Extracted information
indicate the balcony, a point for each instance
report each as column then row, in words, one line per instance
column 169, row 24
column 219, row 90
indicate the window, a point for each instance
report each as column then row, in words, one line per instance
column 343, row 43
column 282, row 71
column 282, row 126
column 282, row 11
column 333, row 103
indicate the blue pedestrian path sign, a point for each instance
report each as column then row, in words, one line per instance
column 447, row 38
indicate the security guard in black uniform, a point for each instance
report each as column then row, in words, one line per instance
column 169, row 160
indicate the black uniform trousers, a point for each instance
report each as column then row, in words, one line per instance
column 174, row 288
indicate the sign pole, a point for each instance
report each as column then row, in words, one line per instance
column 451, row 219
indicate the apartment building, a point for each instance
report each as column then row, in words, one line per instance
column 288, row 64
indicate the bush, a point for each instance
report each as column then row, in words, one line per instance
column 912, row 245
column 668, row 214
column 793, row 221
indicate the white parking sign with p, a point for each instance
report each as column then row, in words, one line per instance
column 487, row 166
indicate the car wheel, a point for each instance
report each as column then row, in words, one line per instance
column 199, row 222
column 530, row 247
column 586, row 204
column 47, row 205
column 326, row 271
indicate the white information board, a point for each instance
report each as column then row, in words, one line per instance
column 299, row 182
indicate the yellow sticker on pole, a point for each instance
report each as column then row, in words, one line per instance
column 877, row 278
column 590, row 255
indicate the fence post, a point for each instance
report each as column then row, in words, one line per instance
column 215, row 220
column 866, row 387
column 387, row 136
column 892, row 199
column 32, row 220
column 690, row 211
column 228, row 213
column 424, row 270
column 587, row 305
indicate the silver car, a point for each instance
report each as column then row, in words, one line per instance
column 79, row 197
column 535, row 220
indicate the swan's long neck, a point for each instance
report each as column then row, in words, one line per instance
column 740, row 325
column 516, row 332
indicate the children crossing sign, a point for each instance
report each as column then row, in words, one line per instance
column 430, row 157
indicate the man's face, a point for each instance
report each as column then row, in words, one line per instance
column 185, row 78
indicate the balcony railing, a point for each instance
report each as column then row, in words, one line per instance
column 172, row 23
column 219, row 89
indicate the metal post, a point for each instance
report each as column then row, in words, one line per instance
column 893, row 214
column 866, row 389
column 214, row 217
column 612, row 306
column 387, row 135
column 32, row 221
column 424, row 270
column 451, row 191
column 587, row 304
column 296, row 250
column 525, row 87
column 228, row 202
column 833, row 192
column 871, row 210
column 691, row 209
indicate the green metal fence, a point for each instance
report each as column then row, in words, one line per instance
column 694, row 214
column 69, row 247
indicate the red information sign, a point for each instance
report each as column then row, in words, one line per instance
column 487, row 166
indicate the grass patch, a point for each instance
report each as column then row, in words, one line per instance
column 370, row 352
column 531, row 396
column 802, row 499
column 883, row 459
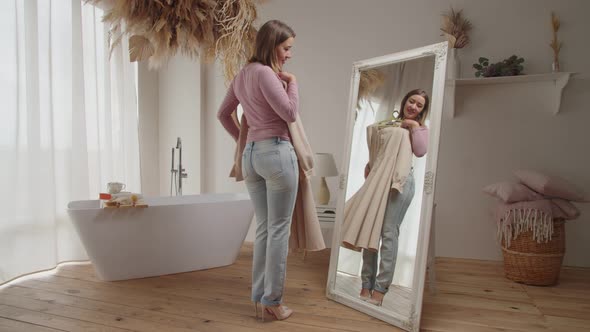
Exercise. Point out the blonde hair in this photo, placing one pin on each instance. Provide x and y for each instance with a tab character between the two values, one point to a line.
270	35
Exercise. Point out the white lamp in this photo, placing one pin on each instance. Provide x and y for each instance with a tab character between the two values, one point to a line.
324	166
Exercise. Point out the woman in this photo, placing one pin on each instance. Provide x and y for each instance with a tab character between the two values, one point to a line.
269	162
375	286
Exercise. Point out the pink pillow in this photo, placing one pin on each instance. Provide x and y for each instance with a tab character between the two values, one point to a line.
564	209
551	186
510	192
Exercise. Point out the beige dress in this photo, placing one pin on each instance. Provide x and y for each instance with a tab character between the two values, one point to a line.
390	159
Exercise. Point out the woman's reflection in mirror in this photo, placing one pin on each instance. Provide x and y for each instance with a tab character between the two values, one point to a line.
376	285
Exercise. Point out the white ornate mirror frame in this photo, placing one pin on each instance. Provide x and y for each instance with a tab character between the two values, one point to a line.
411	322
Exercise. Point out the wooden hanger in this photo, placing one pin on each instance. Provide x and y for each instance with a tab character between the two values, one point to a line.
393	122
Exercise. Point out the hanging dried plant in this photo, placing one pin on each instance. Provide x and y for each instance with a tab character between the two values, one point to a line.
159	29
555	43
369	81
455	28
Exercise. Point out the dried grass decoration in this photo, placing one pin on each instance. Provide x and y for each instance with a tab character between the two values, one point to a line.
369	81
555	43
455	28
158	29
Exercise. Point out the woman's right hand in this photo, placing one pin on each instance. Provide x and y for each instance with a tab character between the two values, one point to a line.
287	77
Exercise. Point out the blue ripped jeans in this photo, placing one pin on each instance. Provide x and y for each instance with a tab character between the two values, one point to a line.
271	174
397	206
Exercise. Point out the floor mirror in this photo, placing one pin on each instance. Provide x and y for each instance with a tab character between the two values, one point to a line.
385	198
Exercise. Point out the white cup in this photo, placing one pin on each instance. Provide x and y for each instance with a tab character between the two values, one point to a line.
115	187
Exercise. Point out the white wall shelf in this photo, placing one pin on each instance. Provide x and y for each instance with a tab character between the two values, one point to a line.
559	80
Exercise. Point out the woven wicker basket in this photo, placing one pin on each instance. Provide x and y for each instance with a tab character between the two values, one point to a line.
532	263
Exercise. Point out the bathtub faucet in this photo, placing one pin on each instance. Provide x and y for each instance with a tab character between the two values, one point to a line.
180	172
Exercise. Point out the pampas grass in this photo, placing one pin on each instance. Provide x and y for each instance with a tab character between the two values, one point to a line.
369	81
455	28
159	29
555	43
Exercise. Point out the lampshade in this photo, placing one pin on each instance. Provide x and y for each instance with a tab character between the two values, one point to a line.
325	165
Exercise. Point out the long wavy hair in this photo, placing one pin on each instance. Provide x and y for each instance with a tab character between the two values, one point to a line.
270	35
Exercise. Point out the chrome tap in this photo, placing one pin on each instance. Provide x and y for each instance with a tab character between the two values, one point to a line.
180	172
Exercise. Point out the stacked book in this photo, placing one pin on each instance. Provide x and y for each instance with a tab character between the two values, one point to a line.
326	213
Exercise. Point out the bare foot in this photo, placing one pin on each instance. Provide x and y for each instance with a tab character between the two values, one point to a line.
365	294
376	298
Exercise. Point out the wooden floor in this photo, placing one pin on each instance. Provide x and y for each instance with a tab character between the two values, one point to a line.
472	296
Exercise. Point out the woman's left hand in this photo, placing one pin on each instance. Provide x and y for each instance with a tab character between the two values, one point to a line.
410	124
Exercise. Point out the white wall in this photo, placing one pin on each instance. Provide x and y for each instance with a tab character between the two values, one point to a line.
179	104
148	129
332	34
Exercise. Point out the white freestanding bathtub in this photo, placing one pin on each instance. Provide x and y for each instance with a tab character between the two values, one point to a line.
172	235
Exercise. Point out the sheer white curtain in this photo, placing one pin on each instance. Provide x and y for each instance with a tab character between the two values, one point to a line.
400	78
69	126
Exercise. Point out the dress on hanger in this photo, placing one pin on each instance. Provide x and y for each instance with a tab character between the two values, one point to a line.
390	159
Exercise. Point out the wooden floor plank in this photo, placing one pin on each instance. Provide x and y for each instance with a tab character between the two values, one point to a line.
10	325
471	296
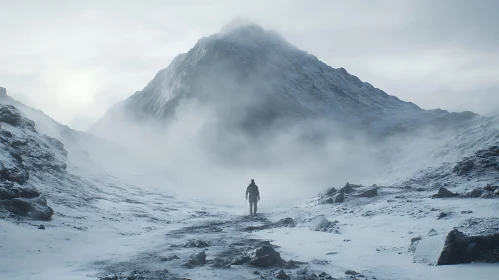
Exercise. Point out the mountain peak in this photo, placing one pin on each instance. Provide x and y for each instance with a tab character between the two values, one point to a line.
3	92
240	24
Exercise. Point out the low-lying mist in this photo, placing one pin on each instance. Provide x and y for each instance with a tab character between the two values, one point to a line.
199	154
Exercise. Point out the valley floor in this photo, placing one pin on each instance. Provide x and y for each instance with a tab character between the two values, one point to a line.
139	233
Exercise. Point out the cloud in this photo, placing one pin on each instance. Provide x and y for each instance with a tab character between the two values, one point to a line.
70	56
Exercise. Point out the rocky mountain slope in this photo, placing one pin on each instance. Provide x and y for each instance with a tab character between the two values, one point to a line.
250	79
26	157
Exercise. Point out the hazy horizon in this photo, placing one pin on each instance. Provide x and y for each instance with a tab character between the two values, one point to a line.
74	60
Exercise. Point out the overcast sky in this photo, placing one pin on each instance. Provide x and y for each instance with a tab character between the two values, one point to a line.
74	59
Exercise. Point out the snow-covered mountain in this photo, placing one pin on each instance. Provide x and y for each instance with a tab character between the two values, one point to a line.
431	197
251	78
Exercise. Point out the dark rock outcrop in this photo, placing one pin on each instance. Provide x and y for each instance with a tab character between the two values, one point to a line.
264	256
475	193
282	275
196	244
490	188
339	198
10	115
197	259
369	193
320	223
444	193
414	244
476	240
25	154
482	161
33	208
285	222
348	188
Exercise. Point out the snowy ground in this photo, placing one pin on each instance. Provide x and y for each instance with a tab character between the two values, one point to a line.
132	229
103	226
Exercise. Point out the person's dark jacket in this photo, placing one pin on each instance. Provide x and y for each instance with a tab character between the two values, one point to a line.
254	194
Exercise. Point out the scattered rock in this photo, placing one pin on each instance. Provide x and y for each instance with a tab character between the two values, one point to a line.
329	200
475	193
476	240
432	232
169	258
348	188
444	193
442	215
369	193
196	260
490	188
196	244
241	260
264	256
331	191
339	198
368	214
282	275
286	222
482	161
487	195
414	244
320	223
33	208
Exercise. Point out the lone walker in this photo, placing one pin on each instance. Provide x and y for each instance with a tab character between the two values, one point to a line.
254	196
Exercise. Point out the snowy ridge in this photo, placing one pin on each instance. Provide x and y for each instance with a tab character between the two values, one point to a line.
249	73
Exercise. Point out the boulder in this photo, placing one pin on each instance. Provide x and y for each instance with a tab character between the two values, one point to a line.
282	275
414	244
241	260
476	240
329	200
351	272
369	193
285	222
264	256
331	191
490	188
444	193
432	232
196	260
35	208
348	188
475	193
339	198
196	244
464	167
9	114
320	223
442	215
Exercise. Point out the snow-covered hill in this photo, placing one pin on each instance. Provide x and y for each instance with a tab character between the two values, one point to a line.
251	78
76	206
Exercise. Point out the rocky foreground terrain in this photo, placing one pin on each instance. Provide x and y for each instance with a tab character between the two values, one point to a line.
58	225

Aim of the exercise
For every line in the listing above that mentions the word "post", make a copy.

Your solution
indicate the fence post, a point for each instance
indicate the metal post, a point for each instance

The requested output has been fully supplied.